* BEGIN Given data *

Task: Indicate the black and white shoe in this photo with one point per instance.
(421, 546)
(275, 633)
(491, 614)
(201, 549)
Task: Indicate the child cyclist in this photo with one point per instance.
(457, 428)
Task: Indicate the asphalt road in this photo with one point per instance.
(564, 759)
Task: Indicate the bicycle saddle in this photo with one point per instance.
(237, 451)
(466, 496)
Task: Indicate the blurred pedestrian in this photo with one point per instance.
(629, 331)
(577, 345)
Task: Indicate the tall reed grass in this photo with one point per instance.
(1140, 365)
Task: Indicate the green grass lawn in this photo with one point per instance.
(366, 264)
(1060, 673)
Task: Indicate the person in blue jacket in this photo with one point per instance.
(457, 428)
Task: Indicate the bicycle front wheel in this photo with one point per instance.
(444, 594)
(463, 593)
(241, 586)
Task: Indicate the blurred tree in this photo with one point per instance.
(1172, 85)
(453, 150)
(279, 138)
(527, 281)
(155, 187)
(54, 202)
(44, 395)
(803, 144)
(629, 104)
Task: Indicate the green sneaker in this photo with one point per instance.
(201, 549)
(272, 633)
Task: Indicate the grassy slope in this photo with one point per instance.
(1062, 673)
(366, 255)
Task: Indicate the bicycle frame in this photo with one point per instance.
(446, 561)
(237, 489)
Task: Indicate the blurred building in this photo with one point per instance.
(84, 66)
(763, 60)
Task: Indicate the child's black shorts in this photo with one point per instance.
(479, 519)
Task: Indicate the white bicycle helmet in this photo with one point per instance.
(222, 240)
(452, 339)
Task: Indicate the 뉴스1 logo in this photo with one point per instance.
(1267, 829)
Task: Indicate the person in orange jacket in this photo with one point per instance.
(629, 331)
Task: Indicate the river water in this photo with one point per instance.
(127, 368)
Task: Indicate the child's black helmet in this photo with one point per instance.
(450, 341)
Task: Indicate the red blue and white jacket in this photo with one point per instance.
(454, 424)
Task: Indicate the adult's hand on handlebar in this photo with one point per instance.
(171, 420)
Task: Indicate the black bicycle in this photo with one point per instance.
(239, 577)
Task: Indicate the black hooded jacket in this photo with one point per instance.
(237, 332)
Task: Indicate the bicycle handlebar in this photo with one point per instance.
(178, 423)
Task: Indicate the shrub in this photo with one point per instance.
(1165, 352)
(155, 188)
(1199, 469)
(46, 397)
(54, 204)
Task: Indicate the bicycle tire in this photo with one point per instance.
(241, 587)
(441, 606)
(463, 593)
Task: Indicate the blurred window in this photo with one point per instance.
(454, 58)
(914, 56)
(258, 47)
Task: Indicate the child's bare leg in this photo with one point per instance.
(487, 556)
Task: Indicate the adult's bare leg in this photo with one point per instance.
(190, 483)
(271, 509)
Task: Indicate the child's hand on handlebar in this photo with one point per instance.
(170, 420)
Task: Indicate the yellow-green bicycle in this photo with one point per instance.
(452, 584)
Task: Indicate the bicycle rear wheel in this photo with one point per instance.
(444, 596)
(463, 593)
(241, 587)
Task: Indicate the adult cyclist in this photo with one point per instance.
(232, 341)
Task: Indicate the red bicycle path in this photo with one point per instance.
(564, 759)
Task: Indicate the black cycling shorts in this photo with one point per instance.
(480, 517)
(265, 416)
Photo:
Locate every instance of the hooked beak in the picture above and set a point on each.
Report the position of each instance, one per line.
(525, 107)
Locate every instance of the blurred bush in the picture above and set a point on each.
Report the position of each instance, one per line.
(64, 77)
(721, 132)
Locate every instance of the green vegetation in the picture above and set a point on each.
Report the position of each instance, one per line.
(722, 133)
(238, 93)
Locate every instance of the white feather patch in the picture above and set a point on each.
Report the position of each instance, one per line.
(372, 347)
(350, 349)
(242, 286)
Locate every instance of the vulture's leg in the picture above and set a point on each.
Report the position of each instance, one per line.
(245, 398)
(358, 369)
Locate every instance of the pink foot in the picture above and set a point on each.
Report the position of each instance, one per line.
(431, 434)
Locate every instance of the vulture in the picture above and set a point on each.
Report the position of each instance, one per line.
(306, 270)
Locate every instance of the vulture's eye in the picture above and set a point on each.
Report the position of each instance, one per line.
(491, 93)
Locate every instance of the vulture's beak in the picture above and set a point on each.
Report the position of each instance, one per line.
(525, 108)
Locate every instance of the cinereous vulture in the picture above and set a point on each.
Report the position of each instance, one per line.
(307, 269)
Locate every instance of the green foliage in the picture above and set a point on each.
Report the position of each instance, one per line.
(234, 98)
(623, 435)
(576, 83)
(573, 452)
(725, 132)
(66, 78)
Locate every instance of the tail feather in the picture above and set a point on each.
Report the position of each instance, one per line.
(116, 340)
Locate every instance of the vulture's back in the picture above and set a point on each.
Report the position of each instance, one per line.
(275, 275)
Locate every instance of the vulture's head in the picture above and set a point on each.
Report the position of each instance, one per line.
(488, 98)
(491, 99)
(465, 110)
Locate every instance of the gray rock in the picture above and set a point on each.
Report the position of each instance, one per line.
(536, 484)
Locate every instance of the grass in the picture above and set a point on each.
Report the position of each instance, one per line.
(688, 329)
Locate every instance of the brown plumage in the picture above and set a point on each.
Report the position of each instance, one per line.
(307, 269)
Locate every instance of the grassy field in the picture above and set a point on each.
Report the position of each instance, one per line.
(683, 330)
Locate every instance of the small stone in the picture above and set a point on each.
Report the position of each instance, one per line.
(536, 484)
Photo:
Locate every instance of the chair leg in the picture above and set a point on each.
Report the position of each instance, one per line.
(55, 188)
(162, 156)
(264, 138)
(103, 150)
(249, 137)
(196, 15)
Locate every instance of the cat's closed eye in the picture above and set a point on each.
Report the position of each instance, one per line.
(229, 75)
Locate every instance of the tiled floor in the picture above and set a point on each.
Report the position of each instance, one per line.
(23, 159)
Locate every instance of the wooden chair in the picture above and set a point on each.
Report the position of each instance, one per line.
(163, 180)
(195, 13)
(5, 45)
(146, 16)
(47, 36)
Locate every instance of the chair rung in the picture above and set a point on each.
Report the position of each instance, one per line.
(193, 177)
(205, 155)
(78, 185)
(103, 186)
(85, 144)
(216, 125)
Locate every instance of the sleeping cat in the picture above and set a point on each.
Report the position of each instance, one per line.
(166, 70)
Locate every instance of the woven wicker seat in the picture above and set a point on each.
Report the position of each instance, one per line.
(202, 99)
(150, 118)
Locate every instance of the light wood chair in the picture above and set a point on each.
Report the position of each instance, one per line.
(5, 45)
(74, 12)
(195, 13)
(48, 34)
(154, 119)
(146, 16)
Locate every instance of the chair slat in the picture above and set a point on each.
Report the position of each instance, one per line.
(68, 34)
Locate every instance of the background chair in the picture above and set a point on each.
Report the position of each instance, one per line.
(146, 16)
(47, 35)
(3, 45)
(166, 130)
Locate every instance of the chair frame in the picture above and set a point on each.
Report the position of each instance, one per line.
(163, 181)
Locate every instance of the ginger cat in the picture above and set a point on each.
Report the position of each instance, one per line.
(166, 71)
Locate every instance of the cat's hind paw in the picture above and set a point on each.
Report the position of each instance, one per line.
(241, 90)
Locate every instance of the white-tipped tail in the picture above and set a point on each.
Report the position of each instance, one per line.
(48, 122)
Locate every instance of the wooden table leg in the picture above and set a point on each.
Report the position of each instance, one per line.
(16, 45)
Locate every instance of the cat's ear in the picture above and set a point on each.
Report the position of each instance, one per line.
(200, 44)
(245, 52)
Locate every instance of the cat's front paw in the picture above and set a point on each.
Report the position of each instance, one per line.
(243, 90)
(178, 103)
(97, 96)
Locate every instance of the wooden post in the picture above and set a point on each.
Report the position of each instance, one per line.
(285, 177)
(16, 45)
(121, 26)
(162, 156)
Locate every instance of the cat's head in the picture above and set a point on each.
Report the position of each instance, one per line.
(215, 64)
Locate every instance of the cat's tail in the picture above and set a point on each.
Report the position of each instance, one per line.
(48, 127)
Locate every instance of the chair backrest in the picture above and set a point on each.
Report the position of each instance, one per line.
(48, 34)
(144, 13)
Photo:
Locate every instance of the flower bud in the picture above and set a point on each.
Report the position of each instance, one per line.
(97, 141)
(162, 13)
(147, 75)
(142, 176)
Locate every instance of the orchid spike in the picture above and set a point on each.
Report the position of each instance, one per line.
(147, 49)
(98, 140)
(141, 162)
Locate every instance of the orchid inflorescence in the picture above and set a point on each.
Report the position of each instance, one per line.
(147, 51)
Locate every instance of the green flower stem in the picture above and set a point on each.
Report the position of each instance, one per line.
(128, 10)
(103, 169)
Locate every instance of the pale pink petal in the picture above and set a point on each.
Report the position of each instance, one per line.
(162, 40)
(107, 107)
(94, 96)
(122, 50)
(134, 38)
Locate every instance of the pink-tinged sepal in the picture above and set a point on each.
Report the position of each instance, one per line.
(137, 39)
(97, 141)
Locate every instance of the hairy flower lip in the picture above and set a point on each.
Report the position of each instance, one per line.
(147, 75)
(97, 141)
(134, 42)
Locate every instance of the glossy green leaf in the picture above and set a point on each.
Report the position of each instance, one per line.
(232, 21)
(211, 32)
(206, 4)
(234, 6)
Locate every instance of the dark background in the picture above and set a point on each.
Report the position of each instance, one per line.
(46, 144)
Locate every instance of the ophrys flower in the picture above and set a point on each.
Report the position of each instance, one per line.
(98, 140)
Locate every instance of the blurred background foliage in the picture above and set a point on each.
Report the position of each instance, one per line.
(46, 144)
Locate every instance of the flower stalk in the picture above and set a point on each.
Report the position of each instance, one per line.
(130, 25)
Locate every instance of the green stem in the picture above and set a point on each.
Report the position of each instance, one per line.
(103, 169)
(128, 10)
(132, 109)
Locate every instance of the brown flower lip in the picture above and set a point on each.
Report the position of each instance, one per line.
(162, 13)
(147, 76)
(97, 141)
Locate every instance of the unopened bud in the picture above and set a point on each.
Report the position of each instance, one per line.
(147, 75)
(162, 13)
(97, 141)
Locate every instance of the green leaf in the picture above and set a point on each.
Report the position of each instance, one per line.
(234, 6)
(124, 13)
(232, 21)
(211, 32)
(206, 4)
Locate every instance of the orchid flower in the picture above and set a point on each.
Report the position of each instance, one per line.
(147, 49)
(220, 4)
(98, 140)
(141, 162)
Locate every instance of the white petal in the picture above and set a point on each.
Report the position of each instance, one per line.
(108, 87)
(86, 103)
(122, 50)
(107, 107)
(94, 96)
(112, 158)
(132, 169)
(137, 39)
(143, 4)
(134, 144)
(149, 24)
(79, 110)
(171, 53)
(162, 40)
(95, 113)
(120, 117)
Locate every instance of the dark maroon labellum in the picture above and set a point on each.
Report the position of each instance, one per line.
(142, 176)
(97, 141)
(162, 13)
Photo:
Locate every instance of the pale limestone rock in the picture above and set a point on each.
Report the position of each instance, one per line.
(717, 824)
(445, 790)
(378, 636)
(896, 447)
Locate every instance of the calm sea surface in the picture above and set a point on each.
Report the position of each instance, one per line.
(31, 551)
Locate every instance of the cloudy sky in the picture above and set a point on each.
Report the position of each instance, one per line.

* END Given data *

**Aim of the exercise**
Each line from the one containing "Locate every instance of the unopened" to the final line of the entries above must be returned exactly, and no other line may appear.

**Response to the exercise**
Locate every instance of the unopened bud in the picture above and set a point on each.
Report the position of each instance, one per line.
(147, 75)
(162, 13)
(97, 141)
Locate every instance of the green leaf in the picture above and set a point on each.
Report the position of each instance, one per line.
(234, 6)
(124, 13)
(232, 21)
(211, 32)
(206, 4)
Locate every instance of the orchid flower in the picture above and set a point on each.
Report the position of each instance, one per line.
(147, 49)
(220, 4)
(98, 140)
(141, 162)
Locate every instance of the white petal in the picture above and set a point on each.
Report the position of each instance, one per line.
(108, 87)
(86, 103)
(122, 50)
(107, 107)
(94, 96)
(112, 158)
(132, 169)
(137, 39)
(143, 4)
(134, 144)
(149, 24)
(79, 110)
(171, 53)
(162, 40)
(95, 113)
(120, 117)
Locate every instance of the dark maroon labellum in the picture above and set a point on each.
Report the position of each instance, one per line.
(142, 176)
(97, 141)
(162, 13)
Photo:
Locate every instance of the pale limestone rock in the picture above and set a point on each.
Report the position of each instance, one per line.
(717, 824)
(445, 790)
(378, 636)
(896, 447)
Locate every instance of the calm sea surface in the picture above and set a point on each.
Report the position of each instance, one per line.
(31, 551)
Locate every instance of the cloudy sky in the picture above and set a point on each.
Report the position of each instance, one per line.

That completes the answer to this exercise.